%%

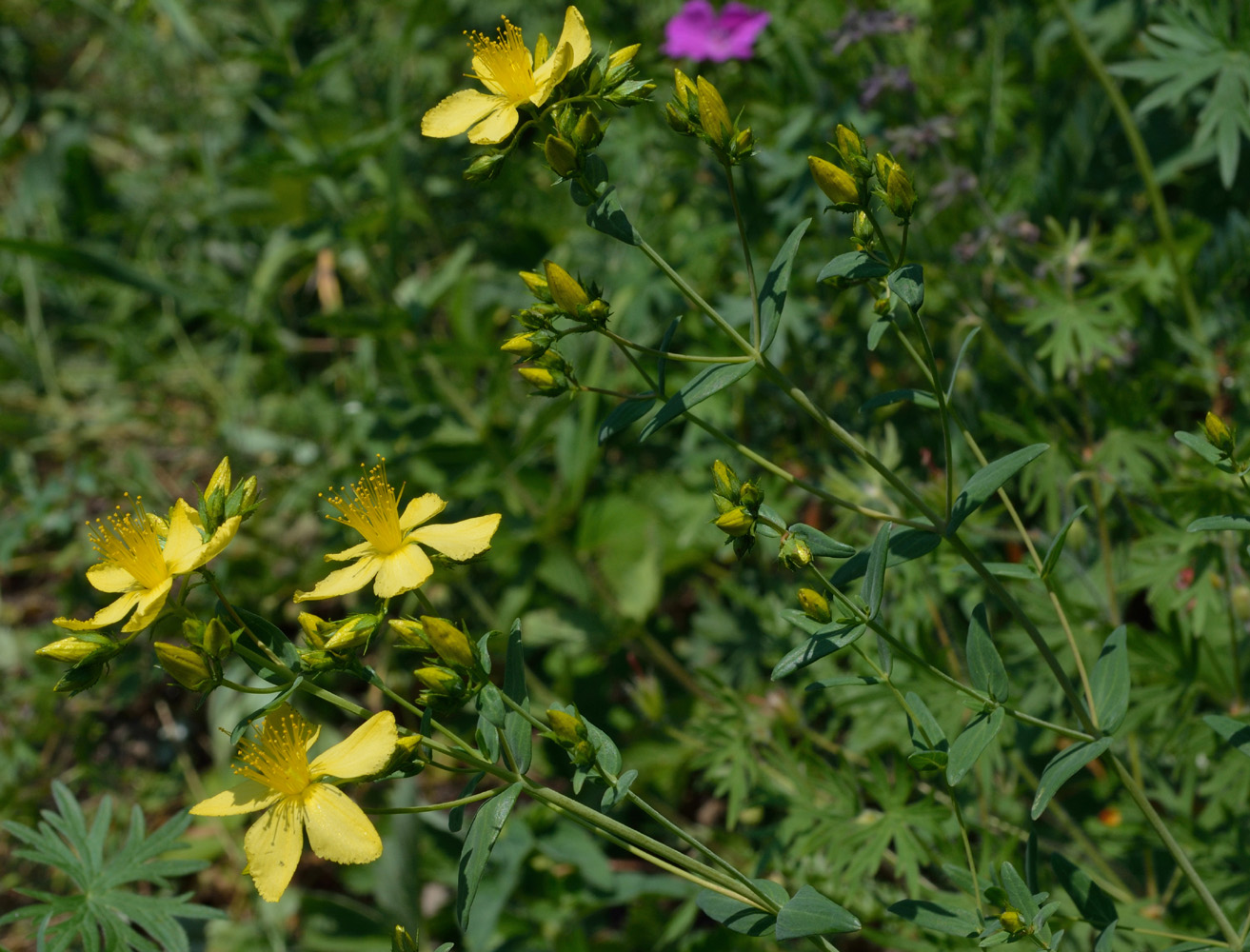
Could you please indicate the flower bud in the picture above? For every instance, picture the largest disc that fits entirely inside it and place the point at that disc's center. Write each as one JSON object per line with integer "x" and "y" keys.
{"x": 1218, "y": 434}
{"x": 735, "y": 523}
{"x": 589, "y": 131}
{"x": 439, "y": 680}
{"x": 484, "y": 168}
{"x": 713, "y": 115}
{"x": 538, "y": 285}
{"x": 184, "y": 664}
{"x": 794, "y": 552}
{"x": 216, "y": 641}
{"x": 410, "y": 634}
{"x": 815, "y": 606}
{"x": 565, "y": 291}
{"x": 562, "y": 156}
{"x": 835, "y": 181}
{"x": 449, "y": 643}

%%
%%

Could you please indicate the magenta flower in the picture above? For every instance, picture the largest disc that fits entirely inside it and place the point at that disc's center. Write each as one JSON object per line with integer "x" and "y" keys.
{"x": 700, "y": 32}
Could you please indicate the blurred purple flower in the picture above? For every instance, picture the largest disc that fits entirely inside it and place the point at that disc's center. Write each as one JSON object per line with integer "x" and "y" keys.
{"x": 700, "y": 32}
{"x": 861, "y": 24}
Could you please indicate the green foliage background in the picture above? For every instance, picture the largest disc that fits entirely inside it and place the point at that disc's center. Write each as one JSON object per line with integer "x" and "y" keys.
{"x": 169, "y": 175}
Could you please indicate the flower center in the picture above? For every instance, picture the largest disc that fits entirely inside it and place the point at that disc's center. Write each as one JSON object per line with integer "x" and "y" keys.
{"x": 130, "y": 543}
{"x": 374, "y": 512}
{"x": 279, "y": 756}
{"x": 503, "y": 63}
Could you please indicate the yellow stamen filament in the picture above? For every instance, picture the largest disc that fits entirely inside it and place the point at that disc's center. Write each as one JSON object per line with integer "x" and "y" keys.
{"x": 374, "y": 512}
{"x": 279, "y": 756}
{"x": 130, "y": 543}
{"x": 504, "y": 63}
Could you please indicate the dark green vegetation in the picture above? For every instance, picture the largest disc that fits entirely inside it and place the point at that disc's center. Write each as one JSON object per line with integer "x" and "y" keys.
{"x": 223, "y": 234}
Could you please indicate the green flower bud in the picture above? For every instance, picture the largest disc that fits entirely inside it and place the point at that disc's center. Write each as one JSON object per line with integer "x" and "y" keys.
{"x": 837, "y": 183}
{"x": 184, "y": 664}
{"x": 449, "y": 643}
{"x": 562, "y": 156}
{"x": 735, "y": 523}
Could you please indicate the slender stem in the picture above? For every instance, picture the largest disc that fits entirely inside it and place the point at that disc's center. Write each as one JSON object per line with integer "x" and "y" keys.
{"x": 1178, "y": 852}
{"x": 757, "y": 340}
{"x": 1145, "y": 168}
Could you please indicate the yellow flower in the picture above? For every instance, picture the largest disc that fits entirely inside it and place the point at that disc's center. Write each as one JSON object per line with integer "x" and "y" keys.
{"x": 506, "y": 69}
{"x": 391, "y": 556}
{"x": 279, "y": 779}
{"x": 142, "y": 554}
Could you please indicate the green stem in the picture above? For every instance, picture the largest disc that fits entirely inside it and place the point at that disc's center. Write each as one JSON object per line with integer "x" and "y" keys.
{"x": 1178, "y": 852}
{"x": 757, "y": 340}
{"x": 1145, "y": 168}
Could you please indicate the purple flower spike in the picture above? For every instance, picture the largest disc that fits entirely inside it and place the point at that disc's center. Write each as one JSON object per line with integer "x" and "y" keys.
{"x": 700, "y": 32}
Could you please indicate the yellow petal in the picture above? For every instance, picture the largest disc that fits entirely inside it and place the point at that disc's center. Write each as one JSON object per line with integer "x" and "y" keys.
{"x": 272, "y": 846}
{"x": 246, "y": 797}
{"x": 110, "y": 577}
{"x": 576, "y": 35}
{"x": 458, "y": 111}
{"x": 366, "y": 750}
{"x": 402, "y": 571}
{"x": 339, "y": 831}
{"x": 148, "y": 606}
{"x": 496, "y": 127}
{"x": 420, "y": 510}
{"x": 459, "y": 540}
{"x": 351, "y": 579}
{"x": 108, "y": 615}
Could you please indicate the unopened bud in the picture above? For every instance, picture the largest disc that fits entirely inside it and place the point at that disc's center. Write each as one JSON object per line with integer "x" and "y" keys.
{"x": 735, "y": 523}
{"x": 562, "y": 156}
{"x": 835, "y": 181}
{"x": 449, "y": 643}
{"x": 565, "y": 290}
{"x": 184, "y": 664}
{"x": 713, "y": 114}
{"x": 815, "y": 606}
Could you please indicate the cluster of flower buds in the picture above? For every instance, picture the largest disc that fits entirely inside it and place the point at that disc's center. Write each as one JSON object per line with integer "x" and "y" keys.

%%
%%

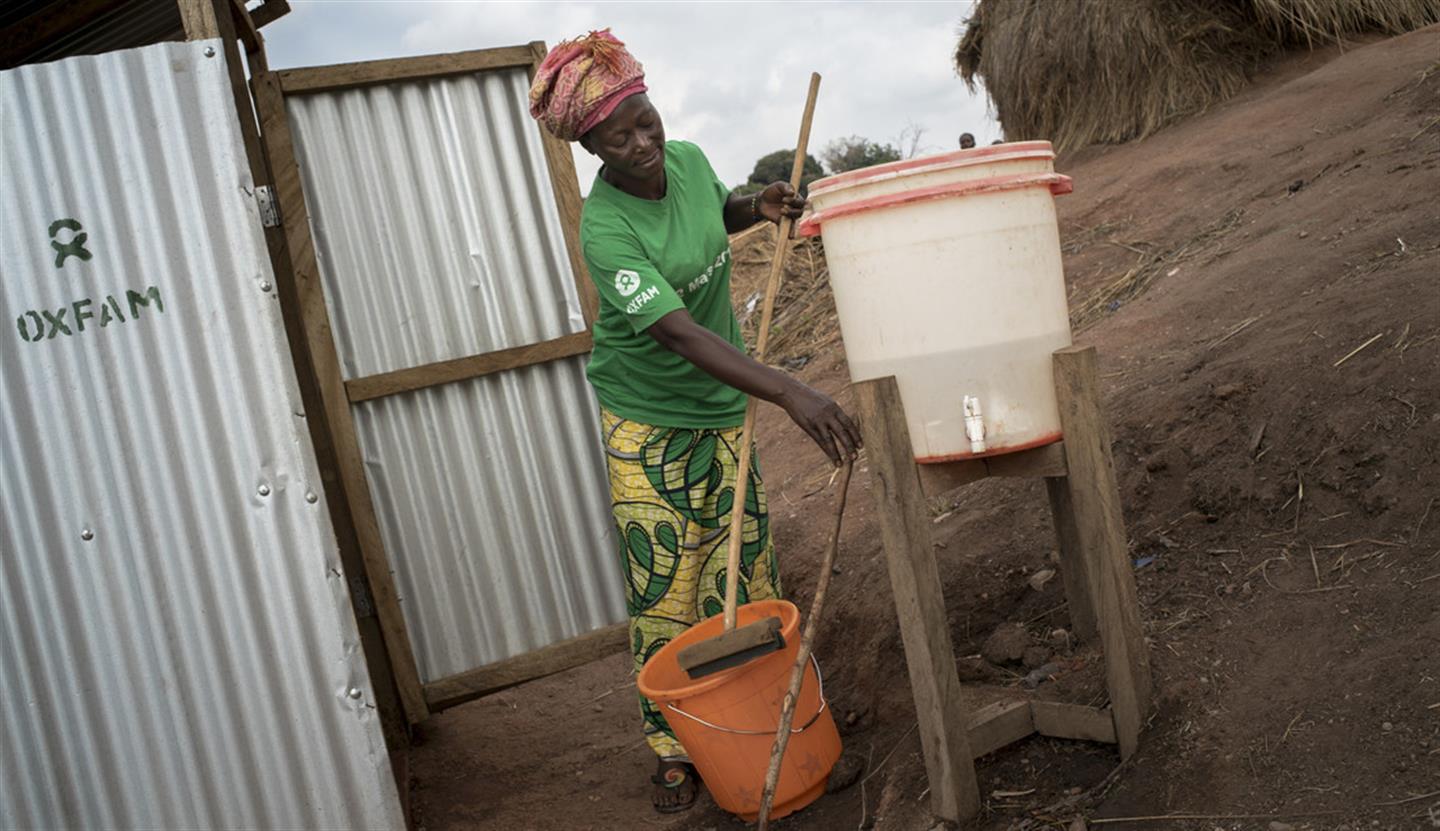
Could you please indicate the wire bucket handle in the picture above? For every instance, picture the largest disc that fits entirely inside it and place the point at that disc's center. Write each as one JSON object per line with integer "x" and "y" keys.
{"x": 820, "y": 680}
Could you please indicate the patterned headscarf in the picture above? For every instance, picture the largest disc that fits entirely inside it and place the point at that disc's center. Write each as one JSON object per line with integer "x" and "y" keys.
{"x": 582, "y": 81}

%%

- **What to produce**: Reproduce, word for word and in full, only the lines above that start at the line with "Could you please indicate the yellow petal" and run through the line with "Could you please indicate the cluster", both ends included.

- **Result for this task**:
Could you please indicate the yellow petal in the picture above? For every instance, picture the largest disc that fits entirely inside it and place the point at that disc's center. Write each as one JSON object per line with integer "x" and "y" keys.
{"x": 272, "y": 846}
{"x": 246, "y": 797}
{"x": 110, "y": 577}
{"x": 576, "y": 35}
{"x": 458, "y": 111}
{"x": 366, "y": 750}
{"x": 402, "y": 571}
{"x": 339, "y": 831}
{"x": 148, "y": 606}
{"x": 496, "y": 127}
{"x": 420, "y": 510}
{"x": 459, "y": 540}
{"x": 351, "y": 579}
{"x": 108, "y": 615}
Could you please indicate the unopened bud in the picture above? For every instance, picture the largest disc that fits entirely inside it and place the point at that disc's center. Write each as one JSON object per line with integer "x" and "y" keys.
{"x": 735, "y": 523}
{"x": 562, "y": 156}
{"x": 835, "y": 181}
{"x": 449, "y": 643}
{"x": 565, "y": 290}
{"x": 184, "y": 664}
{"x": 713, "y": 114}
{"x": 815, "y": 606}
Could you please indicate the cluster of flower buds in the picture above? For every instance, picture the largest disc that fits entirely inside it and place the point at that disc's center. Write each as one JSON object per line with integer "x" and "y" keys.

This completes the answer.